Coordinate annotation entries:
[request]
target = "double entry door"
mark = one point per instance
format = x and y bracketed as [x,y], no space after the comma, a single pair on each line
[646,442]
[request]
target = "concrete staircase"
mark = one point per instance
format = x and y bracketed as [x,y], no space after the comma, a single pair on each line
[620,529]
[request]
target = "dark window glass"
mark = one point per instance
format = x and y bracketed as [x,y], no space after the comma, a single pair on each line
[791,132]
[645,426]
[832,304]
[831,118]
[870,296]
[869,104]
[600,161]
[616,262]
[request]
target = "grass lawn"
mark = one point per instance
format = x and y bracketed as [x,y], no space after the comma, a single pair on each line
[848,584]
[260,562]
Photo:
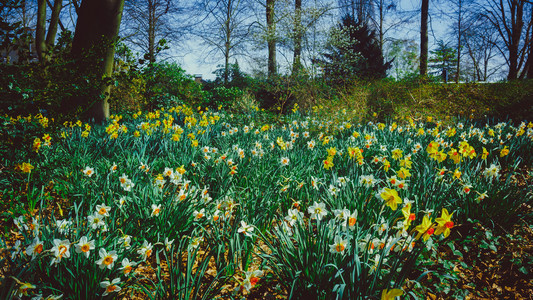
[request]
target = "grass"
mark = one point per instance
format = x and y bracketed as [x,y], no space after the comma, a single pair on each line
[208,204]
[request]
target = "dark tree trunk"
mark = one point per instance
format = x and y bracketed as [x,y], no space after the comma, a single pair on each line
[530,54]
[517,23]
[43,45]
[151,31]
[271,37]
[40,30]
[297,59]
[93,48]
[460,35]
[424,39]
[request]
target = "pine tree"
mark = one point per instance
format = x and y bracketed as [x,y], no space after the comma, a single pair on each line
[444,61]
[353,52]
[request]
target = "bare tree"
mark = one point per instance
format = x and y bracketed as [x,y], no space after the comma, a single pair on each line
[514,29]
[93,48]
[149,24]
[226,29]
[42,44]
[424,38]
[480,45]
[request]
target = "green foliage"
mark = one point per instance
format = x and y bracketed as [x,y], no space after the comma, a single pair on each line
[444,61]
[168,85]
[353,52]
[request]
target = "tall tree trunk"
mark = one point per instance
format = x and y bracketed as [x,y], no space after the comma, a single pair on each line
[227,44]
[381,26]
[151,31]
[271,37]
[517,23]
[459,39]
[40,30]
[93,48]
[530,55]
[297,63]
[424,39]
[52,29]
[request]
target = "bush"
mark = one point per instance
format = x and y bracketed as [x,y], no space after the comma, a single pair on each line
[167,84]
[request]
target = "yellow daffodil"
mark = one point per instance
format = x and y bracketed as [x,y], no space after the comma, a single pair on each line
[425,229]
[391,294]
[391,198]
[444,223]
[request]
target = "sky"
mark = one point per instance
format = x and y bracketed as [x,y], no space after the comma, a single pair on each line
[191,56]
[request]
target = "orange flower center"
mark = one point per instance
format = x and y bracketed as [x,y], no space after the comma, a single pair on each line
[449,224]
[108,260]
[111,288]
[254,280]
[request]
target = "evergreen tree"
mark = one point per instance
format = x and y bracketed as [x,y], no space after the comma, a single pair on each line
[353,52]
[444,61]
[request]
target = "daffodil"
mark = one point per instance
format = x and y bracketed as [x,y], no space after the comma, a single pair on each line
[425,230]
[245,229]
[84,246]
[60,250]
[391,198]
[444,223]
[391,294]
[318,211]
[110,287]
[339,245]
[107,259]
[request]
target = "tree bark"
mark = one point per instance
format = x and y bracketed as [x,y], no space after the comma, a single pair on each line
[151,31]
[40,30]
[424,39]
[227,44]
[271,37]
[297,63]
[52,29]
[44,45]
[530,55]
[459,39]
[93,48]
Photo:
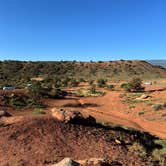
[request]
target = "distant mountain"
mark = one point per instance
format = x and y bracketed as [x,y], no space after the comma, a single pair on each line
[17,73]
[158,62]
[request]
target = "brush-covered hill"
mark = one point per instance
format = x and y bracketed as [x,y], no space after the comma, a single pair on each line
[22,71]
[158,62]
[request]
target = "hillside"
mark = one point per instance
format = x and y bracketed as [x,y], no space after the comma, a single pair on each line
[158,62]
[14,71]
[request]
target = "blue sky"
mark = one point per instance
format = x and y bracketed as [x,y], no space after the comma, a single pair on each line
[82,29]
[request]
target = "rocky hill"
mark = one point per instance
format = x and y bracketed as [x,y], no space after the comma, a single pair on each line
[23,71]
[158,62]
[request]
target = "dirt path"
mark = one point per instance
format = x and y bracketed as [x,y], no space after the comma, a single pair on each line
[111,109]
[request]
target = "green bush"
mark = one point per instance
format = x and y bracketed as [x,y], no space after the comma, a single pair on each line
[135,85]
[157,107]
[101,82]
[38,111]
[110,87]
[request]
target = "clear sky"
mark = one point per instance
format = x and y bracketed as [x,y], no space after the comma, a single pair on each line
[82,29]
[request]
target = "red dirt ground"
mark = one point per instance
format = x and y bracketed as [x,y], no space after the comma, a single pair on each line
[41,141]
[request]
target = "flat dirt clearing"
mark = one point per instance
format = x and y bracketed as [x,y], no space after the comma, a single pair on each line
[111,108]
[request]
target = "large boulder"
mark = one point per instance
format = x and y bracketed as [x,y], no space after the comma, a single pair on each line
[67,162]
[72,116]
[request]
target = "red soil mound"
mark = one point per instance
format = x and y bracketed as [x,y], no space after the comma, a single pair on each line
[44,140]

PROBLEM DETAILS: Retype the entries word for word. Omit any images.

TASK RESPONSE:
[request]
target = "double entry door"
mark = one point per instance
format = x and y bracketed as [x,y], no space after the comma, a single pair on each line
[646,442]
[request]
target = "concrete staircase"
mark = one point per instance
format = x and y bracketed as [x,y], no space after the comma, a single pair on each line
[620,529]
[request]
target = "dark window glass"
mark = one point per instance
format = x and y bracketed as [x,y], no space after the comma, a single pair on each line
[791,132]
[645,426]
[832,304]
[831,118]
[870,296]
[869,104]
[600,161]
[616,262]
[request]
target = "grass lawn"
mark = one point per instance
format = x and y bracketed as [x,y], no space after the comma, a single pair on each line
[848,584]
[260,562]
Photo:
[request]
target = "grass"
mark = one point per instance
format = x and y bracketed as [x,y], no space after the comma, a single pair on each line
[208,204]
[request]
target = "dark tree trunk"
mark = one point per instance
format = x and y bracketed as [x,y], no space after the comma, a single pair on each line
[530,54]
[517,23]
[43,45]
[151,31]
[271,37]
[40,30]
[297,59]
[93,48]
[460,35]
[424,39]
[request]
target = "pine tree"
mark = one point per instance
format = x and y bracketed as [x,y], no space after the comma, a single pair on each line
[444,61]
[353,52]
[request]
target = "bare tree"
mark = one point per instance
format = x and y bracketed as [x,y], no space after the comma, a single pair on each line
[514,29]
[93,48]
[149,24]
[226,29]
[42,44]
[424,38]
[480,45]
[request]
target = "green foliage"
mark = one point per instance
format = x and y bracketed as [x,y], no space after the comma, a single pair on each line
[444,61]
[168,85]
[353,52]
[request]
target = "tall tree trunk"
mark = one point per instance
format = x and y bracketed as [x,y], no space after the comma, a single pair on each line
[227,44]
[381,26]
[151,31]
[271,37]
[517,23]
[459,39]
[40,30]
[93,48]
[530,55]
[297,63]
[424,39]
[52,29]
[request]
target = "bush"
mark = one point per instance
format = x and y bracketed as [x,y], no space after the comma, a single pair on each line
[167,84]
[request]
target = "yellow daffodil"
mark = one point per instance
format = x and y bracketed as [x,y], no space after the comma, a single pair on each line
[425,229]
[391,294]
[391,198]
[444,223]
[request]
target = "sky"
mark = one point per instance
format = x and y bracketed as [x,y], no space after the comma, a single pair on each line
[191,56]
[request]
target = "orange flower center"
mark = one point per instance
format = x and y bracketed as [x,y], no space after the comma, a single pair on each line
[449,224]
[108,260]
[111,288]
[254,280]
[request]
target = "evergreen tree"
mark = one point per instance
format = x and y bracketed as [x,y], no space after the comma, a single pair on each line
[353,52]
[444,61]
[request]
target = "daffodil"
mark = one point per instance
format = x and y bracketed as [x,y], no space after the comma, a single pair on each line
[425,230]
[245,229]
[84,246]
[60,250]
[391,198]
[444,223]
[391,294]
[318,211]
[110,287]
[339,245]
[107,259]
[request]
target = "tree bark"
mark = one point per instance
format = x and y bracketed as [x,y], no space after the comma, a single pair on each line
[151,31]
[40,30]
[424,39]
[227,44]
[271,37]
[297,63]
[52,29]
[44,45]
[530,55]
[459,39]
[93,48]
Photo:
[request]
target = "distant mountain"
mark = one point per instance
format = x and y bracketed as [x,y], no space after the comma, a single pair on each line
[17,73]
[158,62]
[request]
target = "brush-covered hill"
mark = one point per instance
format = x and y bracketed as [x,y], no space after the comma, a single pair on each line
[22,71]
[158,62]
[request]
target = "hillside"
mark = one point per instance
format = x and y bracketed as [x,y], no space after the comma, a single pair on each line
[158,62]
[14,71]
[request]
target = "blue sky"
mark = one point per instance
format = x and y bracketed as [x,y], no space after the comma, a single pair on each line
[82,29]
[request]
target = "rocky hill"
mark = one point per instance
format = x and y bracketed as [x,y], no space after the comma, a single pair on each line
[23,71]
[158,62]
[request]
target = "dirt path"
mark = one point per instance
format = x and y bracketed as [x,y], no space after the comma, a single pair on each line
[111,109]
[request]
target = "green bush"
mark = one point per instance
format = x and y bracketed as [x,y], no space after the comma, a single pair on each line
[135,85]
[157,107]
[101,82]
[38,111]
[110,87]
[request]
target = "clear sky"
mark = one point per instance
format = x and y bracketed as [x,y], no space after the comma, a single pair on each line
[82,29]
[request]
target = "red dirt ground"
mark = one point per instance
format = x and y bracketed as [x,y], no space after the comma, a single pair on each line
[41,141]
[request]
target = "flat dirt clearing"
mark = one point per instance
format = x and y bracketed as [x,y], no space after the comma, a single pair on each line
[111,108]
[request]
target = "large boulder"
mark = one point per instance
format = x and y bracketed as [x,y], no space after the comma, a single pair on each line
[67,162]
[72,116]
[request]
target = "red soil mound"
mark = one point per instance
format = x and y bracketed as [x,y], no space after the comma, a single pair on each line
[44,140]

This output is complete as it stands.